* CONSIGNES D'EXERCICE
1. Réponds à ces questions sur l'extrait consacré aux possédées de Loudun :
(a) Quel film de Ken Russell y est cité, et en quelle année est-il sorti ?
(b) De quel mois et de quelle année date l'ordonnance mentionnée ?
(c) Quelles peines cette ordonnance prévoyait-elle ?
2. Réécris le passage de l'extrait sur les possédées de Loudun situé entre "C’est que les" et "et punitions corporelles.", bornes incluses, en remplaçant "religieuses" par "nonnes".
┌─ EXTRAIT CHOISI
Pendant que Train de nuit poursuit sa percée internationale en douceur, J.K. s’attelle à un nouveau projet, l’histoire des possédées de Loudun. Cette histoire est désormais assez fameuse, ne serait-ce qu’à cause de la notoriété du film spectaculaire de Ken Russell, Les Diables (1971). Mais ce film ne raconte que la première partie de l’histoire, et Jerzy Kawalerowicz, dix ans avant, s’est intéressé à la suite, alors qu’au tournant des 60, l’histoire entière est pratiquement inconnue.
C’est que les faits historiques sont restés plusieurs siècles dans les cartons d’archives. Une ordonnance de juillet 1634 avait interdit "expressément à toute personne de quelque qualité ou condition que ce soit" d’évoquer l’affaire de ces religieuses indécentes, sous peine d’amendes et punitions corporelles.
└─
┌─ ENREGISTREMENTS DU JEU
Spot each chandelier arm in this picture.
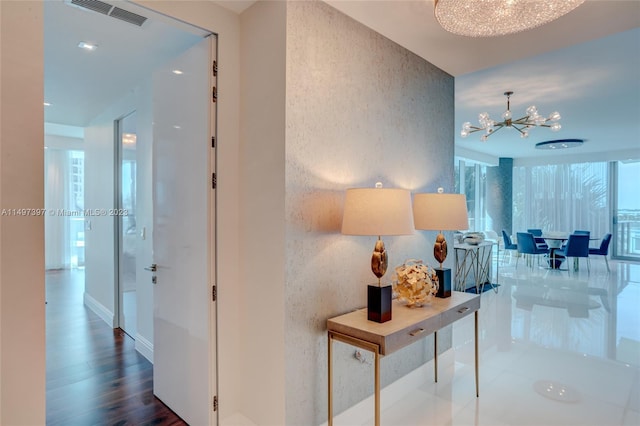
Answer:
[511,115,536,126]
[487,123,505,136]
[511,125,524,135]
[462,126,484,134]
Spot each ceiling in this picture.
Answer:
[45,0,640,159]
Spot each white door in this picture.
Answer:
[152,36,217,425]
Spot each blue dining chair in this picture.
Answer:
[556,234,591,272]
[516,232,549,269]
[589,234,611,272]
[502,229,518,263]
[527,228,549,250]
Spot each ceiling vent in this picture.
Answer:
[68,0,147,27]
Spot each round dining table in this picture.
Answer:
[541,232,600,271]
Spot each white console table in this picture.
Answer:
[327,291,480,426]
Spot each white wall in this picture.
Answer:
[237,2,286,425]
[0,1,45,425]
[135,77,153,362]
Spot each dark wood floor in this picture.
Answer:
[46,270,186,426]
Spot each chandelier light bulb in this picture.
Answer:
[460,91,562,142]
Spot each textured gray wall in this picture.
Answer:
[284,2,454,425]
[487,158,514,238]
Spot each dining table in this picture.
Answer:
[541,232,600,271]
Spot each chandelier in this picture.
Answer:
[434,0,584,37]
[460,92,562,142]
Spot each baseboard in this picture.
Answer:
[84,291,116,328]
[220,413,257,426]
[136,334,153,364]
[320,360,433,426]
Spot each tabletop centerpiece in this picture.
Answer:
[393,259,438,308]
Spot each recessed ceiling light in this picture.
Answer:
[78,41,98,51]
[536,139,584,149]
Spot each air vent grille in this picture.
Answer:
[69,0,147,27]
[71,0,113,15]
[109,7,147,27]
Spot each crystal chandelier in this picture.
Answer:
[460,92,562,142]
[435,0,584,37]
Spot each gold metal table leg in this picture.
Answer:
[433,331,438,383]
[327,333,333,426]
[373,351,380,426]
[327,331,380,426]
[474,311,480,397]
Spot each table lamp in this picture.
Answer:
[413,188,469,297]
[342,182,414,323]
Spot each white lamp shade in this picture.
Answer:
[342,188,415,235]
[413,194,469,231]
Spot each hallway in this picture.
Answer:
[46,269,185,426]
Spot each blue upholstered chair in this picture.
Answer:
[556,234,590,271]
[502,229,518,263]
[527,229,549,250]
[589,234,611,272]
[516,232,549,268]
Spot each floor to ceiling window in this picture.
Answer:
[454,158,493,231]
[455,158,640,260]
[611,161,640,260]
[513,162,611,236]
[45,147,84,269]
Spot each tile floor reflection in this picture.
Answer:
[334,259,640,426]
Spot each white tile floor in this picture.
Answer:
[342,258,640,426]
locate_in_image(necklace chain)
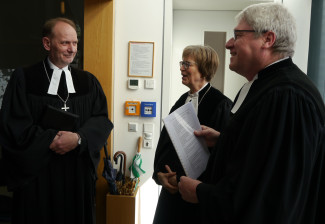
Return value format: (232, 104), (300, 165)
(198, 84), (211, 106)
(43, 61), (71, 111)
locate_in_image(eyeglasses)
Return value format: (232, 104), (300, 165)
(234, 30), (267, 40)
(179, 61), (196, 69)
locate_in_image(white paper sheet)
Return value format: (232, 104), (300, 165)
(163, 102), (209, 179)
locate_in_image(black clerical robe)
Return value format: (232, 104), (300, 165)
(153, 83), (232, 224)
(0, 60), (113, 224)
(196, 58), (325, 224)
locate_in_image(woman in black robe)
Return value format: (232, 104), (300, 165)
(153, 46), (232, 224)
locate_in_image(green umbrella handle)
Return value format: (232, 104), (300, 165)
└─
* RÉPONSES PAR CONSIGNE
1.
(a) Les Diables, sorti en 1971.
(b) De juillet 1634.
(c) Des amendes et des punitions corporelles.

2.
C’est que les faits historiques sont restés plusieurs siècles dans les cartons d’archives. Une ordonnance de juillet 1634 avait interdit "expressément à toute personne de quelque qualité ou condition que ce soit" d’évoquer l’affaire de ces nonnes indécentes, sous peine d’amendes et punitions corporelles.